Reproduce all of the rows below, requests included, scaling every coordinate in the answers by 1.3 and rounding each result to the nearest whole number, with halves rounded up.

[Begin Data provided]

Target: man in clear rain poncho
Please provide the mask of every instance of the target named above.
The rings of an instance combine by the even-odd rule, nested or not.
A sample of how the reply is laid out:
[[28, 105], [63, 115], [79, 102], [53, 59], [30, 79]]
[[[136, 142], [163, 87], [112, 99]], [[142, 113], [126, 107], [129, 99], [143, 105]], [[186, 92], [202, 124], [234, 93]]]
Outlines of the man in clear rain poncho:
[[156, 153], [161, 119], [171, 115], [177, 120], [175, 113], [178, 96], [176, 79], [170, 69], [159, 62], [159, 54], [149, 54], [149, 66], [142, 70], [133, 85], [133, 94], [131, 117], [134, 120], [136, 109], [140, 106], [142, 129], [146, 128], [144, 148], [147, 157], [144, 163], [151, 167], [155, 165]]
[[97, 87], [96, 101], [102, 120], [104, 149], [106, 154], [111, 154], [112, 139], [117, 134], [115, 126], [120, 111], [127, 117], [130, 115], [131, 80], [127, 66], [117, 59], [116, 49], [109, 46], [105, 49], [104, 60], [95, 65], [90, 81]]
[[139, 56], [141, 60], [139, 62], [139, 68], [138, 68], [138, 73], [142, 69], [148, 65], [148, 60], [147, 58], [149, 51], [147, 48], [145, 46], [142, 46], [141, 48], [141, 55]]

[End Data provided]

The result →
Target: man in clear rain poncho
Please provide the mask of every instance of the target named above.
The rings of an instance combine by the even-odd rule, nested or not.
A sample of how the reply is laid out:
[[28, 105], [63, 115], [79, 102], [53, 59], [30, 79]]
[[[136, 142], [163, 87], [112, 99]], [[142, 113], [126, 107], [129, 99], [143, 105]], [[186, 92], [202, 124], [234, 93]]]
Outlines of the man in clear rain poncho:
[[203, 199], [209, 155], [222, 150], [230, 156], [228, 147], [231, 125], [229, 103], [221, 90], [207, 81], [207, 70], [194, 70], [194, 86], [185, 91], [173, 111], [173, 122], [170, 152], [174, 156], [177, 142], [182, 138], [185, 168], [190, 166], [187, 192], [191, 204], [187, 212], [196, 217], [202, 215]]
[[126, 113], [125, 131], [133, 156], [135, 194], [138, 200], [144, 200], [146, 181], [152, 174], [150, 164], [156, 144], [165, 152], [169, 150], [170, 104], [165, 86], [152, 77], [151, 64], [142, 60], [137, 64], [135, 78], [124, 85], [117, 105]]
[[181, 73], [183, 78], [181, 81], [181, 88], [179, 88], [179, 95], [185, 90], [192, 85], [192, 78], [191, 75], [194, 66], [191, 62], [189, 60], [185, 60], [183, 62], [183, 72]]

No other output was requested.